GIVEN EXERCISE
Write out each line exactly as it stands, please.

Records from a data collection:
*-*-*

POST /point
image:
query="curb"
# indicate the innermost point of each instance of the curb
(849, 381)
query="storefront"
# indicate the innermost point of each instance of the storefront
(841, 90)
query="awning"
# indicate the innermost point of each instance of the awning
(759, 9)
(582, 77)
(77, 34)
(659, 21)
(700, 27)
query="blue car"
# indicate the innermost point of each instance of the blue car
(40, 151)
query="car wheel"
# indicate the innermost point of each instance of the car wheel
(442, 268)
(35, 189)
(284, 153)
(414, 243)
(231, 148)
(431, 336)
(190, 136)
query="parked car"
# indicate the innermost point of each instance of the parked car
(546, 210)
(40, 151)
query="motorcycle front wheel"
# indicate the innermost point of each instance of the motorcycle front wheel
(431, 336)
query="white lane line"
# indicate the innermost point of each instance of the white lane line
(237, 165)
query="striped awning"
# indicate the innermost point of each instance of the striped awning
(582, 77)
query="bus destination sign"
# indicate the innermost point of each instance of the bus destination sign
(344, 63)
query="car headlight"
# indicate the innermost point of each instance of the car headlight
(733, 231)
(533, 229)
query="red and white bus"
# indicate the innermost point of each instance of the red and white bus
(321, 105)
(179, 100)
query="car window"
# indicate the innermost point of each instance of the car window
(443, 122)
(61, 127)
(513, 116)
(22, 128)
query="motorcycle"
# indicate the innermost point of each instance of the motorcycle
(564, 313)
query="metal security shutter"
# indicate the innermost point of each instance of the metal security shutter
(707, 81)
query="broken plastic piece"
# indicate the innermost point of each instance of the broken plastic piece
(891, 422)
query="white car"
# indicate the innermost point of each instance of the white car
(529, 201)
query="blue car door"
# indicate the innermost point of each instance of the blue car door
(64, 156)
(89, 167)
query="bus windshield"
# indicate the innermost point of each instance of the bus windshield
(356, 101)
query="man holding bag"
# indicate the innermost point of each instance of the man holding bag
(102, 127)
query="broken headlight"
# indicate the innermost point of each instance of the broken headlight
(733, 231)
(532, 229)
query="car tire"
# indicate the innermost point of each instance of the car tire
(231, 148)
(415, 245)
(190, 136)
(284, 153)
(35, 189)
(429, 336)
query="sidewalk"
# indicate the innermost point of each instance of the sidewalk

*-*-*

SOLUTION FOR THIS PROBLEM
POST /point
image:
query="curb"
# indicate the innermost point of each instance of the curb
(849, 381)
query="storefront"
# indicate the innermost point of each instance of the storefront
(841, 90)
query="awning"
# indicate the innermost point of each instance of the awning
(759, 9)
(582, 77)
(77, 34)
(659, 21)
(700, 27)
query="blue car"
# indicate the innermost point of each instance of the blue car
(40, 151)
query="car wheel"
# indicate the innermost point of each instance of the car wheel
(442, 268)
(35, 189)
(284, 153)
(414, 243)
(231, 148)
(431, 336)
(190, 136)
query="parked car"
# indicate the innermost point of each instance of the parked car
(546, 210)
(40, 151)
query="motorcycle front wheel"
# indicate the innermost point of each instance of the motorcycle front wheel
(431, 336)
query="white lane line"
# indicate the innermost point of each instance of the white lane line
(237, 165)
query="striped awning"
# indicate the innermost point of each instance of the striped awning
(582, 77)
query="bus destination sign"
# indicate the innermost point of each instance of the bus destination sign
(344, 63)
query="car headlight"
# indicate the innermost point of each instance of the car headlight
(733, 231)
(533, 229)
query="red and white bus"
# indicate the innermost point of each instance of the red and white bus
(321, 105)
(179, 100)
query="car window"
# indicate the innermost point of each instance of the car window
(443, 122)
(61, 127)
(513, 116)
(22, 128)
query="motorcycle"
# indicate the innermost point of each instance of the motorcycle
(564, 313)
query="metal security shutter"
# indicate the innermost point of each instance of the metal security shutter
(707, 81)
query="broken plastic piece"
# indicate the innermost point of each instance of the broken plastic piece
(891, 422)
query="white car"
# indicate the innermost point of each instance of the white car
(529, 201)
query="blue car door"
# indicate the innermost point of each instance of the blue car door
(64, 156)
(89, 167)
query="bus windshield"
# indicate the innermost point of each instance of the bus windshield
(356, 101)
query="man holding bag"
# indicate the innermost point of each instance of the man holding bag
(102, 127)
query="broken headlight"
# indicate the innermost point of each instance of the broken headlight
(733, 231)
(532, 229)
query="car tire"
# indicate the innermost point of each instance of the car tire
(231, 148)
(415, 245)
(190, 136)
(284, 153)
(35, 189)
(429, 336)
query="sidewalk"
# indicate the innermost point of each instance of the sidewalk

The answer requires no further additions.